Stored records
━━━

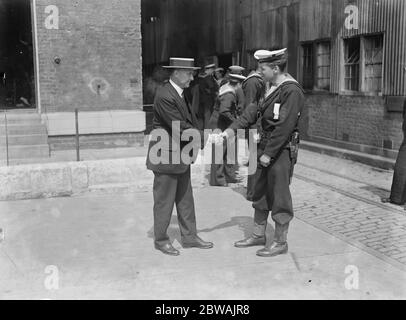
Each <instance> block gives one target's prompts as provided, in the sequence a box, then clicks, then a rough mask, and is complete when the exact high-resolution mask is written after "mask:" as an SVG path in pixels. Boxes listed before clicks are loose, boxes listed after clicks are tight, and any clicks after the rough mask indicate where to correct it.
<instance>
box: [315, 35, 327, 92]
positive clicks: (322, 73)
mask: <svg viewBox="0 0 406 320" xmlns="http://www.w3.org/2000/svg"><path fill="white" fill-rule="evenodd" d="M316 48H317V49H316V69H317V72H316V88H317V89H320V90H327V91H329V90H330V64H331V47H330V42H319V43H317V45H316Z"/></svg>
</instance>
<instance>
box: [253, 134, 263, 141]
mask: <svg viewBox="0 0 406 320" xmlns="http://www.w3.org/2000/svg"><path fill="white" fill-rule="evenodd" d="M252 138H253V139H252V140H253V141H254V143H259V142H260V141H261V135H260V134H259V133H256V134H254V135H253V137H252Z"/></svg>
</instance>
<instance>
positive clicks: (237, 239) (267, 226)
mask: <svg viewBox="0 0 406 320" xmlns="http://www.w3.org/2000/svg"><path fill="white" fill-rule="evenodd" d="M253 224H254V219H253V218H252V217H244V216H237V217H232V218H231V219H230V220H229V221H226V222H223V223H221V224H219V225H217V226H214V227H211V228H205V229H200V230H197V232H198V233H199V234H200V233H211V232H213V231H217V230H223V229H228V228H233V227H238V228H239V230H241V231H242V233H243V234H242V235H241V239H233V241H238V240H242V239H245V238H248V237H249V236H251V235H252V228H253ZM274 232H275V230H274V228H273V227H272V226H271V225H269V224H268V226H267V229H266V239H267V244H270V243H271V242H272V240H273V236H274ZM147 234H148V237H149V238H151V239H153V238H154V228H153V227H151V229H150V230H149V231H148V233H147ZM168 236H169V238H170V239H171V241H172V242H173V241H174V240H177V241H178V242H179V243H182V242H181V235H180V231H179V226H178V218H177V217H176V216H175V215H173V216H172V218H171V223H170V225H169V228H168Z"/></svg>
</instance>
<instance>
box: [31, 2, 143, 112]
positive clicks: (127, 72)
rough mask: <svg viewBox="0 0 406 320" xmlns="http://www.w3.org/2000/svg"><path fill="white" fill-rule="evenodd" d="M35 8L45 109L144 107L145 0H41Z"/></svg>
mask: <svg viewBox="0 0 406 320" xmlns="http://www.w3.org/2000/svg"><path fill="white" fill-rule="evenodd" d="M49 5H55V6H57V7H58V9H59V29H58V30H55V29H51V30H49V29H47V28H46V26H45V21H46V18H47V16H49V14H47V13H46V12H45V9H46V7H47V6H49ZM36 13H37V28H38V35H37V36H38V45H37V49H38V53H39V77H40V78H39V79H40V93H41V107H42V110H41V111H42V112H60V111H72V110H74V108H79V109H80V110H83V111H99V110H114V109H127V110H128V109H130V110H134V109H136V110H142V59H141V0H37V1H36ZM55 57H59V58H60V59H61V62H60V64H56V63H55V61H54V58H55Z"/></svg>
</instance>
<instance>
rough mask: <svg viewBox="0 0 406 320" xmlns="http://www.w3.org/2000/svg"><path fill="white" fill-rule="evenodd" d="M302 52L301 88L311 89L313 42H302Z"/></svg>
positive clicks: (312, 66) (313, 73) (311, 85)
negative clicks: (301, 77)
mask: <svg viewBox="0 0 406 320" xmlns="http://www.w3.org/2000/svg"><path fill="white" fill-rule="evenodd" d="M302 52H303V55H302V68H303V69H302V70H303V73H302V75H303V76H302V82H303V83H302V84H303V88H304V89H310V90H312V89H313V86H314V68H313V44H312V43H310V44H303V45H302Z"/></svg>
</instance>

━━━

▶ [About this exercise]: The copy you produce must repeat all the entries exactly and contain no pictures.

▶ [Result below]:
Each <instance> block gives one target's prompts as provided, in the sequence a box, then clicks, then a rough mask, and is complete when the exact high-resolution mask is written after "mask:" as an SVG path in pixels. Boxes listed before clicks are loose, boxes listed after clicks are tight, and any clicks after the rough mask indicate where to correct it.
<instance>
box: [315, 35, 327, 92]
positive clicks: (322, 73)
mask: <svg viewBox="0 0 406 320" xmlns="http://www.w3.org/2000/svg"><path fill="white" fill-rule="evenodd" d="M316 48H317V49H316V69H317V72H316V88H317V89H320V90H327V91H329V90H330V64H331V47H330V42H319V43H317V45H316Z"/></svg>
</instance>
<instance>
box: [253, 134, 263, 141]
mask: <svg viewBox="0 0 406 320" xmlns="http://www.w3.org/2000/svg"><path fill="white" fill-rule="evenodd" d="M252 138H253V139H252V140H253V141H254V143H259V142H260V141H261V135H260V134H259V133H256V134H254V135H253V137H252Z"/></svg>
</instance>
<instance>
positive clicks: (237, 239) (267, 226)
mask: <svg viewBox="0 0 406 320" xmlns="http://www.w3.org/2000/svg"><path fill="white" fill-rule="evenodd" d="M253 224H254V219H253V218H252V217H244V216H237V217H232V218H231V219H230V220H229V221H226V222H223V223H221V224H219V225H217V226H214V227H211V228H205V229H200V230H197V232H198V233H199V234H200V233H211V232H213V231H217V230H223V229H228V228H233V227H238V228H239V230H241V231H242V233H243V234H242V235H241V239H233V241H238V240H242V239H245V238H248V237H249V236H251V235H252V228H253ZM274 232H275V230H274V228H273V227H272V226H271V225H269V224H268V226H267V229H266V239H267V244H270V243H271V242H272V240H273V236H274ZM147 234H148V237H149V238H151V239H153V238H154V228H153V227H151V229H150V230H149V231H148V233H147ZM168 236H169V238H170V239H171V241H172V242H173V241H174V240H177V241H178V242H179V243H182V242H181V235H180V231H179V226H178V218H177V217H176V216H175V215H173V216H172V218H171V223H170V225H169V228H168Z"/></svg>
</instance>
<instance>
box: [31, 2, 143, 112]
positive clicks: (127, 72)
rough mask: <svg viewBox="0 0 406 320" xmlns="http://www.w3.org/2000/svg"><path fill="white" fill-rule="evenodd" d="M35 8L45 109L144 107L145 0H41Z"/></svg>
mask: <svg viewBox="0 0 406 320" xmlns="http://www.w3.org/2000/svg"><path fill="white" fill-rule="evenodd" d="M49 5H55V6H57V7H58V9H59V29H58V30H55V29H51V30H49V29H47V28H46V26H45V21H46V18H47V16H49V14H47V13H46V12H45V9H46V7H47V6H49ZM36 13H37V28H38V35H37V36H38V45H37V49H38V53H39V77H40V78H39V79H40V93H41V107H42V110H41V111H42V112H60V111H72V110H74V108H79V109H80V110H83V111H99V110H114V109H127V110H128V109H130V110H134V109H136V110H142V59H141V0H37V1H36ZM55 57H59V58H60V59H61V62H60V64H56V63H55V61H54V58H55Z"/></svg>
</instance>
<instance>
rough mask: <svg viewBox="0 0 406 320" xmlns="http://www.w3.org/2000/svg"><path fill="white" fill-rule="evenodd" d="M302 52L301 88L311 89L313 42H302Z"/></svg>
positive clicks: (312, 66) (313, 73) (311, 85)
negative clicks: (301, 77)
mask: <svg viewBox="0 0 406 320" xmlns="http://www.w3.org/2000/svg"><path fill="white" fill-rule="evenodd" d="M302 52H303V55H302V68H303V69H302V70H303V73H302V75H303V76H302V82H303V83H302V84H303V88H304V89H310V90H312V89H313V86H314V68H313V44H312V43H310V44H303V45H302Z"/></svg>
</instance>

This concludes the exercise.